───── ページ本文 ─────

ヒゲダン 藤原聡、BUCK-TICK 櫻井敦司、Nulbarich JQ……ドラマーから転身した類稀なボーカリスト

バンドにとってボーカリストは、いわば“顔”であり、歌声がそのままバンドのシンボルになることも多い。例えば、コンビニや街中で流れてくる楽曲に対して、ボーカルの歌声で「あぁ、あのアーティストだ」と認識する人も多いのではないだろうか。

ボーカリストの中には、他のパートから転身して歌うようになったというアーティストもいる。「他に歌う人がいなかったから」「歌ってみたら“声がいいから歌え”と言われた」など、その経緯は様々だ。本稿では、意外と知られていない“もともとはドラマーだったボーカリスト”をピックアップし、そのリズム感や歌声について掘り下げていきたい。

─────

§ 記述課題:
[1] 下のリストから、文字列「nose」を含む行をすべて見つけ、そのまま書き写してください。大文字と小文字は区別されます。
[2] 上に掲げた、ドラマー出身のボーカリストを取り上げる記事を、最後の文に続けて再開し、書き進めてください。

───── データ行 ─────

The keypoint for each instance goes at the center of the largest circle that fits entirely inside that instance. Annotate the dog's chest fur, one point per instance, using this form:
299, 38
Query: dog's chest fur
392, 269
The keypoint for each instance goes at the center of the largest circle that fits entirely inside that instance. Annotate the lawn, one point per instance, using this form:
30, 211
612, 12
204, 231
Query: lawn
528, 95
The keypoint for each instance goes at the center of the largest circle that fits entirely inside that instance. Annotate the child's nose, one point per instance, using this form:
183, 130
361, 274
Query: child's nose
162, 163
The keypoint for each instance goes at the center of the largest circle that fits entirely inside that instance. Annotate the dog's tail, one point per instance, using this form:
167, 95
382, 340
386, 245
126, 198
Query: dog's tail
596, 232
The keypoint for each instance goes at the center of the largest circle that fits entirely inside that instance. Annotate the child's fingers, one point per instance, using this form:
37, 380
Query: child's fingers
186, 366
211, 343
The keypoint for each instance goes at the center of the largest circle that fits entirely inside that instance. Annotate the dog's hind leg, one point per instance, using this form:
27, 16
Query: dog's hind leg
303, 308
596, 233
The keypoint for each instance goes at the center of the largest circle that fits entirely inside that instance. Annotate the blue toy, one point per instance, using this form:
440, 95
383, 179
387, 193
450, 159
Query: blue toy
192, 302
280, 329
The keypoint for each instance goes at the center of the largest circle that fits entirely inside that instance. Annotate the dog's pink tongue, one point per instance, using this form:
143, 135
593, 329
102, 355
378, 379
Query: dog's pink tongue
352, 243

─────
───── データ行 ─────

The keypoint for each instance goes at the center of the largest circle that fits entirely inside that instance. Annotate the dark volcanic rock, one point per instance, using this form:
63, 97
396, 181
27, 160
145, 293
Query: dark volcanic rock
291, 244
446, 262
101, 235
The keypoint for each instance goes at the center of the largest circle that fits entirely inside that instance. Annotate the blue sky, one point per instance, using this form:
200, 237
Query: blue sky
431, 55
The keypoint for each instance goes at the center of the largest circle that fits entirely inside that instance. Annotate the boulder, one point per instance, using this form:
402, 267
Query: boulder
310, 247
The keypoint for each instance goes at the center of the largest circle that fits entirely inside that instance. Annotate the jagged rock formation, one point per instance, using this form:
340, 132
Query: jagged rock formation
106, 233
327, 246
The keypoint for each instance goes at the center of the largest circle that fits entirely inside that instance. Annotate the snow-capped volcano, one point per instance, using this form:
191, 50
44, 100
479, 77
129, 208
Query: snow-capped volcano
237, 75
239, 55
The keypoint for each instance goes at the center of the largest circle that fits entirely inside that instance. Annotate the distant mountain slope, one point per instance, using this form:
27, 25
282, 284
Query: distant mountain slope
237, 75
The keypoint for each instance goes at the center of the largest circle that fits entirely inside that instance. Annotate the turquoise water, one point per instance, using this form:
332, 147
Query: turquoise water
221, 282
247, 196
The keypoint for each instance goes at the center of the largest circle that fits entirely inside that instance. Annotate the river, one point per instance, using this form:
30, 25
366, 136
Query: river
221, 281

─────

§ 回答:
[1]
The keypoint for each instance goes at the center of the largest circle that fits entirely inside that instance. Annotate the child's nose, one point per instance, using this form:
Query: child's nose

[2]
Official髭男dism 藤原聡

まずは、今や曲を出せば必ずチャート上位にランクインする日本屈指のバンドとなったOfficial髭男dismの藤原聡(Vo/Pf)。2012年にOfficial髭男dismを結成する前から在籍していたバンド ぼすとん茶の湯会でドラムを担当していたことは、ファンの間では有名な話だ。ぼすとん茶の湯会は、『COLLEGE ROCK FESTIVAL 2011 全国大会』や『第6回 V-air あまばん2011』でグランプリを受賞するなど実力派として注目され、ローカルのテレビ番組にも出演している。藤原はこのバンドでシンプルかつ包容力あるドラムアプローチを見せ、歌を支えるドラミングを披露。音源のマスタリング具合も大きいと思うが、スネアやタムなどの一音一音が丸味を帯びているように感じられる音色選びも特徴だろう。2012年~2014年まで同バンドとOfficial髭男dismを掛け持ちし、2014年からOfficial髭男dismに専念。2018年に『ノーダウト』でメジャーデビューを果たした後の大活躍は万人が知るところだろう。

藤原の声の持ち味は、多彩なボーカリゼーションにある。伸びやかでクリアなハイトーンを筆頭に、声量を活かしたエネルギッシュなロングトーン、ソウルのニュアンスも感じさせる母音の抜き方、滑舌のよさと子音の刻みで聴かせるジャジーなビートに対する抜群のリズム感、決してブレない音程……など、その魅力は語るに尽きない。ただ、元ドラマーということを前提に改めて彼のボーカルを聴いてみると、リズムが鳴っていない部分でも、しっかりとバックビートを捉えていることが聴こえてくるのだ。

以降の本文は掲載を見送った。